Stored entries
☆ ☆ ☆
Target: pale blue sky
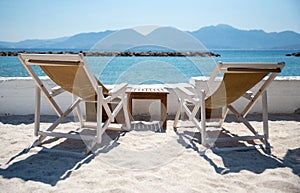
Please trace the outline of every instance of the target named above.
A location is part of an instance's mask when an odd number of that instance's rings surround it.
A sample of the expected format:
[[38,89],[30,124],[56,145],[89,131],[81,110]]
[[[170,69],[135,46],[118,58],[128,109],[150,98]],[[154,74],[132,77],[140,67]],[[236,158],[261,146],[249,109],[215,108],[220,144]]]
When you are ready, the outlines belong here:
[[0,41],[50,39],[141,25],[300,33],[299,0],[0,0]]

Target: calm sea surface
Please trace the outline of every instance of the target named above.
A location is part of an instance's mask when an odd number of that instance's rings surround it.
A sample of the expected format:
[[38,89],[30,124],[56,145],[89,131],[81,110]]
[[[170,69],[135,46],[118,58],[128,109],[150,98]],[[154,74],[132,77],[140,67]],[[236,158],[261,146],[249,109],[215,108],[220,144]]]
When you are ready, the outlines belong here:
[[[127,82],[155,84],[188,82],[190,77],[209,76],[218,61],[285,62],[279,76],[300,76],[300,57],[285,54],[299,50],[213,50],[221,57],[85,57],[104,84]],[[39,75],[44,75],[38,69]],[[0,77],[28,77],[17,57],[0,57]]]

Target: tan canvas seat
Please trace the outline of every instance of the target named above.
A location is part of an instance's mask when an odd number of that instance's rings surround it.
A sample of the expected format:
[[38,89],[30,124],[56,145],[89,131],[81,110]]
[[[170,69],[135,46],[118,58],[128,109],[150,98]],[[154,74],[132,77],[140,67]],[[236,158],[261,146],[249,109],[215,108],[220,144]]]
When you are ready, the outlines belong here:
[[[267,109],[267,87],[281,72],[284,63],[222,63],[219,62],[208,81],[207,88],[196,87],[193,91],[178,87],[177,93],[180,108],[177,111],[174,127],[177,127],[181,112],[183,111],[189,120],[193,121],[201,132],[201,143],[205,146],[216,147],[218,142],[247,141],[259,139],[266,150],[269,150],[268,142],[268,109]],[[224,73],[218,88],[207,96],[211,85],[219,73]],[[264,78],[266,79],[264,80]],[[256,93],[249,92],[254,86],[260,86]],[[241,97],[249,100],[242,112],[233,107],[235,101]],[[259,98],[262,98],[263,132],[258,131],[247,121],[246,116]],[[192,108],[191,108],[192,106]],[[199,113],[200,111],[200,113]],[[230,138],[211,137],[208,135],[207,127],[210,120],[217,120],[218,127],[222,126],[228,111],[231,111],[239,121],[254,134],[253,136],[234,136]],[[200,117],[197,115],[200,114]],[[216,126],[216,124],[214,124]],[[251,147],[251,146],[250,146]],[[234,150],[244,147],[226,147],[223,149]],[[248,146],[246,147],[248,148]]]
[[[90,142],[88,149],[91,150],[95,144],[101,143],[102,134],[110,123],[114,122],[116,115],[121,109],[123,109],[125,118],[125,126],[123,128],[126,130],[130,128],[125,93],[127,84],[116,85],[109,91],[94,77],[82,54],[19,54],[19,59],[37,86],[35,135],[40,137],[35,145],[40,145],[45,137],[53,136],[84,139]],[[39,66],[56,85],[50,89],[46,88],[36,73],[37,69],[33,68],[33,66]],[[63,112],[55,97],[64,91],[71,93],[74,99],[70,100],[69,108]],[[45,131],[40,129],[40,93],[45,96],[58,115],[58,119]],[[109,103],[112,101],[118,101],[114,109],[109,106]],[[81,102],[92,104],[92,106],[96,107],[95,122],[87,121],[89,118],[84,116],[79,105]],[[75,109],[81,128],[95,129],[96,132],[93,135],[54,132],[54,129]],[[88,108],[86,109],[88,111]],[[88,115],[89,113],[86,114]],[[106,114],[106,120],[103,120],[103,114]]]

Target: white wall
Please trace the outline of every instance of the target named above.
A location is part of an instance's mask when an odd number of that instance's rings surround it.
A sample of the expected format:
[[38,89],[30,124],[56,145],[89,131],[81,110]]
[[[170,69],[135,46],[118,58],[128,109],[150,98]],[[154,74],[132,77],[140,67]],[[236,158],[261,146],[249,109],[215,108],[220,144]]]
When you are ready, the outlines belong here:
[[[44,77],[45,85],[53,85]],[[192,78],[191,84],[205,85],[205,79]],[[146,85],[145,85],[146,86]],[[153,86],[153,85],[150,85]],[[170,91],[168,95],[168,114],[174,115],[178,108],[178,101],[173,88],[176,85],[166,85]],[[185,84],[185,86],[189,86]],[[64,93],[57,97],[58,103],[67,108],[72,96]],[[238,101],[235,105],[240,108],[245,101]],[[300,108],[300,77],[277,77],[268,88],[268,103],[270,113],[293,113]],[[135,100],[133,101],[134,114],[160,113],[158,101]],[[252,113],[261,112],[261,104],[255,105]],[[0,78],[0,115],[25,115],[34,114],[35,106],[35,83],[31,78]],[[42,97],[43,115],[53,115],[55,112]]]

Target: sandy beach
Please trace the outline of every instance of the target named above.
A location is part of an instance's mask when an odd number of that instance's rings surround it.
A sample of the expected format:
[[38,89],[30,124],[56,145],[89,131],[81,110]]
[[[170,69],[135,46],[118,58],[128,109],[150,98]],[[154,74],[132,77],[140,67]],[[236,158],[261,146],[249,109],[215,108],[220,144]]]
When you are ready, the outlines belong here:
[[[250,115],[254,126],[258,115]],[[182,122],[175,132],[108,131],[95,154],[23,151],[35,140],[33,115],[0,117],[0,192],[299,192],[300,115],[269,117],[272,154],[261,150],[216,152],[198,142],[199,132]],[[42,117],[42,127],[53,116]],[[70,118],[61,129],[76,128]],[[243,127],[229,116],[224,128]],[[242,130],[241,130],[242,131]],[[50,145],[54,144],[54,146]],[[55,139],[52,149],[80,150],[76,140]]]

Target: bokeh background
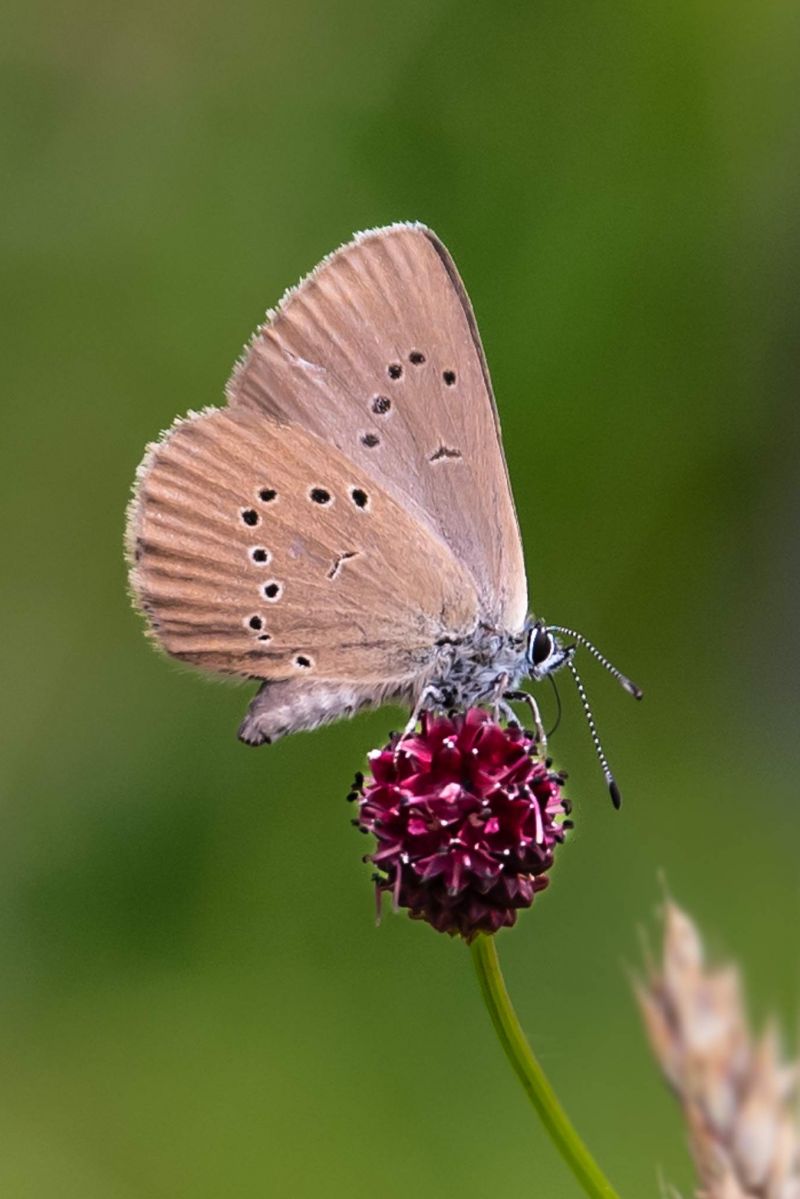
☆ ☆ ☆
- [Problem description]: Your answer must be an exact copy of the data above, minus its pictures.

- [Result]:
Target: pale blue sky
Please trace the outline of every instance of the target named above.
A location is part of an instance's mask when an odd number of that instance's rings surround it.
A sample of the expected format:
[[38,89],[30,124],[56,145],[89,131],[81,110]]
[[[170,69],[135,46],[118,58],[128,109],[150,98]],[[154,74],[132,77],[140,67]],[[236,158],[261,146],[249,109],[215,108],[220,144]]]
When you are ready, the outlines belong here:
[[0,41],[50,39],[141,25],[300,33],[299,0],[0,0]]

Target: calm sea surface
Please trace the outline of every instance of the target named above.
A location is part of an instance's mask when an odd number of that instance's rings surround it.
A sample of the expected format:
[[38,89],[30,124],[56,145],[89,131],[81,110]]
[[[170,69],[135,46],[118,58],[128,109],[150,98]],[[154,74],[132,77],[140,67]],[[236,158],[261,146],[249,109],[215,108],[220,144]]]
When you are ready, the outlines belong here:
[[[127,82],[155,84],[188,82],[190,77],[209,76],[218,61],[285,62],[279,76],[300,76],[300,57],[285,54],[299,50],[213,50],[221,57],[85,57],[104,84]],[[39,75],[44,75],[38,69]],[[0,77],[28,77],[17,57],[0,57]]]

Target: tan canvas seat
Please trace the outline of every instance of the target named above.
A location is part of an instance's mask when an odd number of that instance's rings surround it.
A sample of the expected format:
[[38,89],[30,124],[56,145],[89,131],[81,110]]
[[[170,69],[135,46],[118,58],[128,109],[150,98]],[[154,74],[132,77],[140,67]],[[236,158],[261,146],[249,109],[215,108],[220,144]]]
When you are ready, the outlines belong here:
[[[267,109],[267,87],[281,72],[284,63],[222,63],[219,62],[208,81],[207,88],[196,87],[193,91],[178,87],[177,93],[180,108],[177,111],[174,127],[177,127],[181,112],[183,111],[189,120],[193,121],[201,132],[201,143],[205,146],[216,147],[218,142],[247,141],[259,139],[266,150],[269,150],[268,142],[268,109]],[[224,73],[218,88],[207,96],[211,85],[219,73]],[[264,78],[266,79],[264,80]],[[256,93],[249,92],[254,86],[260,86]],[[241,97],[249,100],[242,112],[233,107],[235,101]],[[259,98],[262,98],[263,132],[258,131],[247,121],[246,116]],[[192,108],[191,108],[192,106]],[[199,113],[200,111],[200,113]],[[230,138],[211,137],[208,135],[207,127],[210,120],[217,120],[218,127],[222,126],[228,111],[231,111],[239,121],[254,134],[253,136],[234,136]],[[200,117],[197,115],[200,114]],[[216,126],[216,124],[214,124]],[[251,147],[251,146],[250,146]],[[234,150],[244,147],[226,147],[223,149]],[[248,146],[246,147],[248,148]]]
[[[90,142],[88,149],[91,150],[95,144],[101,143],[102,134],[110,123],[114,122],[116,115],[121,109],[123,109],[125,118],[125,126],[123,128],[126,130],[130,128],[125,93],[127,84],[116,85],[109,91],[94,77],[82,54],[19,54],[19,59],[37,86],[35,135],[40,137],[35,145],[40,145],[45,137],[53,136],[84,139]],[[39,66],[56,85],[50,89],[46,88],[36,73],[37,69],[33,68],[33,66]],[[63,112],[55,97],[64,91],[71,93],[74,99],[70,100],[69,108]],[[45,131],[40,129],[40,93],[45,96],[58,115],[58,119]],[[109,103],[112,101],[118,101],[114,109],[109,106]],[[81,102],[92,104],[92,106],[96,107],[95,122],[87,121],[89,118],[84,116],[79,105]],[[75,109],[81,128],[95,129],[96,132],[93,135],[54,132],[54,129]],[[88,108],[86,109],[88,111]],[[88,115],[89,113],[86,114]],[[106,114],[106,120],[103,120],[103,114]]]

Target: white wall
Please trace the outline of every instance of the target named above.
A location is part of an instance's mask when an odd number of that instance's rings surround it.
A sample of the expected format:
[[38,89],[30,124],[56,145],[89,131],[81,110]]
[[[170,69],[135,46],[118,58],[128,109],[150,98]],[[154,74],[132,77],[140,67]],[[236,158],[261,146],[249,109],[215,108],[220,144]]]
When you are ready, the outlines belong here:
[[[44,77],[45,85],[53,85]],[[192,78],[191,84],[205,85],[205,79]],[[146,85],[145,85],[146,86]],[[153,86],[153,85],[150,85]],[[170,91],[168,95],[168,114],[174,115],[178,108],[178,101],[173,88],[176,85],[166,85]],[[185,84],[185,86],[189,86]],[[64,93],[57,97],[58,103],[67,108],[72,96]],[[238,101],[235,105],[240,108],[245,101]],[[300,108],[300,77],[277,77],[268,88],[268,103],[270,113],[293,113]],[[135,100],[133,101],[134,114],[160,113],[158,101]],[[252,113],[261,112],[261,104],[255,105]],[[0,78],[0,115],[25,115],[34,114],[35,106],[35,83],[31,78]],[[42,97],[43,115],[53,115],[55,112]]]

Target: sandy beach
Please trace the outline of every instance of the target named above.
A location is part of an instance's mask when an odd number of that instance's rings surround it.
A sample of the expected format:
[[38,89],[30,124],[56,145],[89,131],[81,110]]
[[[170,69],[135,46],[118,58],[128,109],[150,98]],[[154,74],[132,77],[140,67]],[[236,158],[261,146],[249,109],[215,108],[220,144]]]
When you are ready, the outlines belong here:
[[[250,115],[254,126],[258,115]],[[182,122],[175,132],[108,131],[95,154],[23,151],[35,140],[33,115],[0,117],[0,192],[299,192],[300,115],[269,117],[272,154],[261,150],[216,152],[198,142],[199,132]],[[42,117],[42,127],[53,116]],[[70,118],[61,129],[76,128]],[[243,127],[229,116],[224,128]],[[242,130],[241,130],[242,131]],[[50,145],[54,144],[54,146]],[[55,139],[52,149],[80,150],[76,140]]]

Target: bokeh background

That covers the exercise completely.